+++ Data under study +++
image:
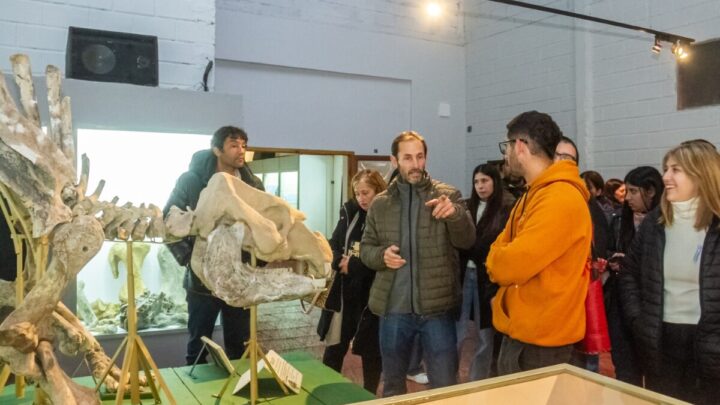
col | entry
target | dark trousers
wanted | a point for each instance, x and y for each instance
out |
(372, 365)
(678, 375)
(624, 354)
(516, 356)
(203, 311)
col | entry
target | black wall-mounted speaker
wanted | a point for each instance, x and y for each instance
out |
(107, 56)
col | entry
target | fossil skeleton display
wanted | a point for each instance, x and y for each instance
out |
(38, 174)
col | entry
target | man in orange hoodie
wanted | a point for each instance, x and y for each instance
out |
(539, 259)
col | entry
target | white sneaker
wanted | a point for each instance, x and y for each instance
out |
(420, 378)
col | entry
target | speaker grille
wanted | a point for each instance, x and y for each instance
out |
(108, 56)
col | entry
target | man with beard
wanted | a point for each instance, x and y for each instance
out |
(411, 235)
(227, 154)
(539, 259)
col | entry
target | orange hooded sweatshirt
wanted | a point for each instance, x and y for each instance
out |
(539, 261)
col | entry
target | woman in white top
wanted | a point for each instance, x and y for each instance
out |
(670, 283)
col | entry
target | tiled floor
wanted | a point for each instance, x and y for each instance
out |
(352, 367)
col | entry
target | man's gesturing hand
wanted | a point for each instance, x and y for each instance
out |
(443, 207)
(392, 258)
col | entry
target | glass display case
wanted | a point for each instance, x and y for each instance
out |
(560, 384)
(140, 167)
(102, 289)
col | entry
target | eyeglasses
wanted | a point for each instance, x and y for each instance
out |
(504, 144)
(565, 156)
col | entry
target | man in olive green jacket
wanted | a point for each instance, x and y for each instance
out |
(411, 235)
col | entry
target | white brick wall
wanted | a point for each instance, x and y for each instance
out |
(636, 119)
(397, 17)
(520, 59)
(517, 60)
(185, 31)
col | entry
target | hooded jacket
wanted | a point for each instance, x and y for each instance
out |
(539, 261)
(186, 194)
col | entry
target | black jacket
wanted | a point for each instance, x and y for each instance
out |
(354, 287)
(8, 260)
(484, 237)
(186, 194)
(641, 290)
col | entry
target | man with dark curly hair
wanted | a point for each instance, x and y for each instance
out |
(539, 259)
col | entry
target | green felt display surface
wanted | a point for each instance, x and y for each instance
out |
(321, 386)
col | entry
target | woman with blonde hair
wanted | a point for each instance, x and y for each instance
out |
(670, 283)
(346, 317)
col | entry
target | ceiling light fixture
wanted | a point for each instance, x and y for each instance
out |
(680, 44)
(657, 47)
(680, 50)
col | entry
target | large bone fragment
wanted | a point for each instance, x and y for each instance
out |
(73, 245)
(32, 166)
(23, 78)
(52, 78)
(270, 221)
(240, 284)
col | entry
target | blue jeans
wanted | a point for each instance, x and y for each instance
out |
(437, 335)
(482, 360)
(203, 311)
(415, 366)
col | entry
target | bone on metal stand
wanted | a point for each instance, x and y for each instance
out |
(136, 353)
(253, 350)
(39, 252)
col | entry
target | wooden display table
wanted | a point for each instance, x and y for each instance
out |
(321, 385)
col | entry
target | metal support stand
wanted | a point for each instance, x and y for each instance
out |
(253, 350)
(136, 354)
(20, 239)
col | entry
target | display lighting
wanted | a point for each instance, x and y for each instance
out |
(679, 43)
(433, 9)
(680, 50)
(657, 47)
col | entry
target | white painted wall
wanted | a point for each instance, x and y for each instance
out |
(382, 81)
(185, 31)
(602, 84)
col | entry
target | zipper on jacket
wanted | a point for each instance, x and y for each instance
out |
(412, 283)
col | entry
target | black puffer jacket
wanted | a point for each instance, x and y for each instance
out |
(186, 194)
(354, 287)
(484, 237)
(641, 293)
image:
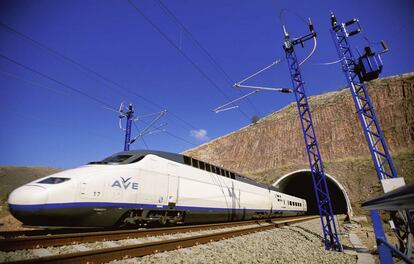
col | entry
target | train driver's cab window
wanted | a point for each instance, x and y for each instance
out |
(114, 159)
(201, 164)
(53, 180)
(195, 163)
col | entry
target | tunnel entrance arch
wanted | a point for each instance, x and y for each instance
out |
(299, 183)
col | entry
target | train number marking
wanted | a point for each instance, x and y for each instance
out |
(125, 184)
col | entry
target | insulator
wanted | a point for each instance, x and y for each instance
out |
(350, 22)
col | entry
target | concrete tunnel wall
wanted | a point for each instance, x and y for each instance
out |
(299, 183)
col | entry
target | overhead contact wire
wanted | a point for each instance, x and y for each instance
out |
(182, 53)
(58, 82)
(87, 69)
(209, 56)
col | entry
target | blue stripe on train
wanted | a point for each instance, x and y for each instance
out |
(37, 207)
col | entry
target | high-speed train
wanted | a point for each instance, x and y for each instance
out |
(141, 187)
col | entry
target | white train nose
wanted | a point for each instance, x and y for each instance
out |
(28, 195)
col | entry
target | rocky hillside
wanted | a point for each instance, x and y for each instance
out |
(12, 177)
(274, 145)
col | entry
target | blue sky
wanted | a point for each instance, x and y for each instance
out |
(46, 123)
+++
◆ **The task**
Each line above that contains "dark" must be copied out.

◆ **Problem solution**
target | dark trousers
target | man with dark curly hair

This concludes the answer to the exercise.